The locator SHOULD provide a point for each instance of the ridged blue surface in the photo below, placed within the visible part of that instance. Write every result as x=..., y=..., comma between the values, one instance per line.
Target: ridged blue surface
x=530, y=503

....

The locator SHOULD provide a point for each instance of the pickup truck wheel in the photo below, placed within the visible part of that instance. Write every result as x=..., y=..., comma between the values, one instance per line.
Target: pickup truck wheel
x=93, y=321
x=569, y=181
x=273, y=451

....

About this task:
A count is needed of the lines in this data that contain "provide"; give the number and no other text.

Solved exercise:
2